Mary Rosenblum, Author of several novels, Instructor and Web Editor at Long Ridge Writers Group says. “Whenever I’m researching a community as a setting for a mystery or contemporary piece, I always pick up copies of the local paper, and yes, I turn right to the classifieds. Who is selling what and for how much? Farmall tractors? Six bottom plows? Must be a farming community. Spray equipment, apple boxes? Orchards. What are the housing prices like? Is this the overpriced bedroom community for ski resort? Are houses with an acre or so of land dirt cheap? Nobody’s working! You can take the pulse of a community with the ads in that paper.” 
Magazines are another good source for ideas. Open it to any page, look at the pictures, even the advertisements - see an attractive woman or a couple. Imagine them in a scene. Create a plot around them. 
Last, but certainly not least, is our author friends. Many times, I got an idea for an article, just from our daily conversation.  Today the subject of being the only one who managed to fill the ice cube trays came up.  One thing led to another and it turned into an idea for a humorous article. 
Sources for ideas are limitless. We just need to view the world around us with the writer’s eye.




Monday, February 8, 2016

How Much Fact to Put Into Fiction by Roseanne Dowell



I know well-meaning friends often say - “You ought to write this down, it would make a great story.”   Well, actually, no it wouldn’t. I’m sure you’ve all heard the saying “fact is stranger than fiction” - well it is. If you’re writing nonfiction, fine go ahead and use the story about Uncle Joe getting stuck on the roof.  It was a comical incident and will make a great creative nonfiction story. However, for fiction the idea won’t make for a great story without some changes.   For the most part, it’ll come off as false. Readers just won’t believe it. Why?  Think about it.  Other than Science Fiction - which still has to be written as believable- when you read a story or novel, one of your first thoughts is –  can this  happen. It might be farfetched but it can happen.  Besides you, the author will be telling the story.  And we want to show our stories. 

Here’s our incident. Uncle Joe got stuck on the roof while hanging Christmas lights.   He put a ladder on the peak of the garage and when he went to get off the other peak he reached his foot out, the ladder slipped away.  He moved toward it and inched his way off the roof, reached his foot out and tried to snag the ladder. Again it slipped away. One more time and it slipped out of reach. By this time he was hanging by his elbows. . No one was in the house. It was cold and the roof was covered with snow. He looked around to see if a neighbor might have come out. Nothing – his arms were getting tired and he didn’t know what to do.  The only thing left was to jump.  He knew if he landed on his feet, they’d slip out from under him and he’d slide off the roof like a bullet.  He took a deep breath and let go. Thankfully he landed and didn’t slide.

If I were writing it for creative nonfiction, I’d embellish it, make it humorous. 

But, how do we create a story from this idea?  It almost sounds like an incident from National Lampoon’s Christmas Vacation or Grisham’s Skipping Christmas? How did they do it?  Some people need to plot out the idea on paper, which is fine. I wish I could do that.  But, I’m one of those writers that just start writing.  Oh I’ll jot down some ideas and know where I want to go, but in the beginning I usually have no idea how to get there.  I know the beginning and the end. What happens in the middle is as much a surprise for me as it is for the reader. And that works for me.  Whatever works for you is fine.

Tasks and exercises »
1 - Rewrite the paragraph in the writing blog excerpt that begins "Here's our incident" as a short list of the main events.
2 - According to the writing blog excerpt, what was Uncle Joe doing when he got stuck on the roof?
3 - Continue the writing blog excerpt from where it stops.

Provided information »
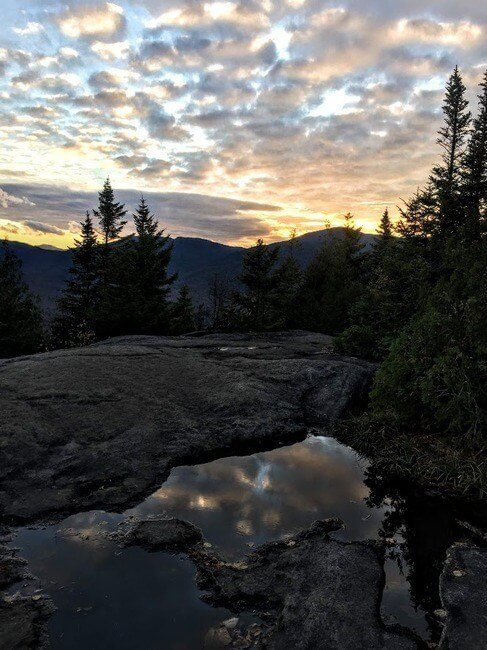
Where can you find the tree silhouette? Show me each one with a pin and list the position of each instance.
(21, 321)
(76, 322)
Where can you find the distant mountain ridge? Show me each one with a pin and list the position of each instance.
(195, 260)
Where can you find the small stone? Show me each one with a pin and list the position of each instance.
(231, 623)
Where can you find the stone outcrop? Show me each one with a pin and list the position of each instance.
(463, 592)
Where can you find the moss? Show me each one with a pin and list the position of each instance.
(433, 462)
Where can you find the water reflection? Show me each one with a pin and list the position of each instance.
(108, 598)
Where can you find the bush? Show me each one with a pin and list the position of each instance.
(435, 375)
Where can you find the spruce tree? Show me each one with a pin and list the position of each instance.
(288, 277)
(110, 214)
(475, 185)
(183, 313)
(255, 301)
(76, 323)
(145, 281)
(446, 178)
(21, 321)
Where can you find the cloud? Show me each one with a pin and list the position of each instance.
(7, 200)
(30, 29)
(58, 211)
(111, 51)
(463, 33)
(104, 23)
(40, 227)
(316, 106)
(9, 228)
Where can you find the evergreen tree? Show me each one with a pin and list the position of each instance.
(21, 322)
(110, 213)
(475, 185)
(390, 292)
(447, 177)
(385, 234)
(76, 323)
(255, 301)
(333, 281)
(288, 278)
(220, 304)
(183, 313)
(144, 282)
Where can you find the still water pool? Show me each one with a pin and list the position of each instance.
(108, 597)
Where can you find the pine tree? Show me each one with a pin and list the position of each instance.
(385, 232)
(333, 281)
(110, 213)
(475, 185)
(21, 321)
(183, 313)
(446, 179)
(288, 278)
(76, 322)
(145, 282)
(258, 278)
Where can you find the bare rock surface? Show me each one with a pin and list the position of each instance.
(23, 621)
(161, 534)
(22, 618)
(312, 591)
(102, 426)
(464, 596)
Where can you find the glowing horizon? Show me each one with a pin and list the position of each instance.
(239, 119)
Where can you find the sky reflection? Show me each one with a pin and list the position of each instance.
(113, 598)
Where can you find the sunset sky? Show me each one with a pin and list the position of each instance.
(237, 119)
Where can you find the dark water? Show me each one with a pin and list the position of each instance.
(112, 598)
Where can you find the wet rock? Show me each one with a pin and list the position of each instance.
(173, 535)
(23, 620)
(102, 426)
(312, 591)
(217, 637)
(464, 597)
(12, 568)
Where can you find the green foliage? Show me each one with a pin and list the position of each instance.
(333, 282)
(21, 322)
(430, 461)
(76, 321)
(475, 163)
(254, 303)
(110, 213)
(435, 376)
(285, 304)
(394, 274)
(140, 293)
(182, 313)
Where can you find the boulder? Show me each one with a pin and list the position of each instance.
(311, 590)
(160, 534)
(464, 597)
(102, 426)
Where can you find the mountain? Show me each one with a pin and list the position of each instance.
(195, 260)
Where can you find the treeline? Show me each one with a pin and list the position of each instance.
(415, 302)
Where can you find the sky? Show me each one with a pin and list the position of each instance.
(236, 119)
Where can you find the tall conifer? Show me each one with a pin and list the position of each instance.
(259, 284)
(110, 213)
(446, 178)
(147, 281)
(76, 322)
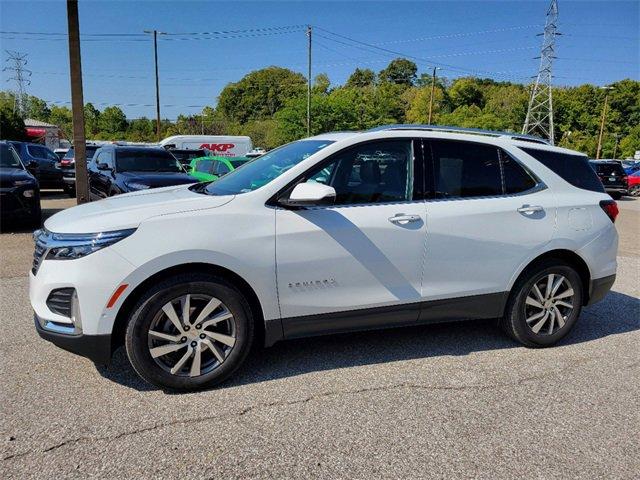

Response list »
1 -
- Uncle Joe got stuck on the roof while hanging Christmas lights.
- He had put a ladder on the peak of the garage, and when he reached his foot out to get off, the ladder slipped away.
- He inched toward it and tried twice more to snag it with his foot, but it slipped out of reach each time.
- He ended up hanging by his elbows. No one was in the house, it was cold, snow covered the roof, and no neighbor was outside.
- With his arms tiring, his only choice was to jump, even though he knew that landing on his feet might send him sliding off the roof.
- He let go, landed, and didn't slide.

2 - He was hanging Christmas lights.

3 -
Okay, we have the idea.   A man is stuck on a roof.  He doesn’t have to be putting up Christmas lights. He could be up there for a variety of reasons.  Maybe they had a leak and it was raining cats and dogs.

One of the first things, even for me, is to create the plot.  I start, of course, with my characters name, age and appearance. Okay let’s call our guy, Charlie. He’s middle-aged, slightly balding, but tall and muscular. Next I ask why Charlie was on the roof.

Once I have my characters, I develop my idea.  First question:  What genre’ am I writing?  This is where we start asking the questions, what happened, how did it happen, etc.  If I’m writing mystery I have to decide is it a murder mystery?  Who gets killed, where and why?

Hmm - maybe someone moved the ladder. And maybe Charlie makes it down but he knows someone is trying to kill him.

 If Charlie is the intended victim we’ll need a potential killer.  

Once we know the where and why, we need to know if the murder is going to happen in the book, or behind the scenes.  In other words has the murder been committed when we come on the scene or are we going to show our readers the murder.   In this case it’s an attempted murder because Charlie isn’t dead.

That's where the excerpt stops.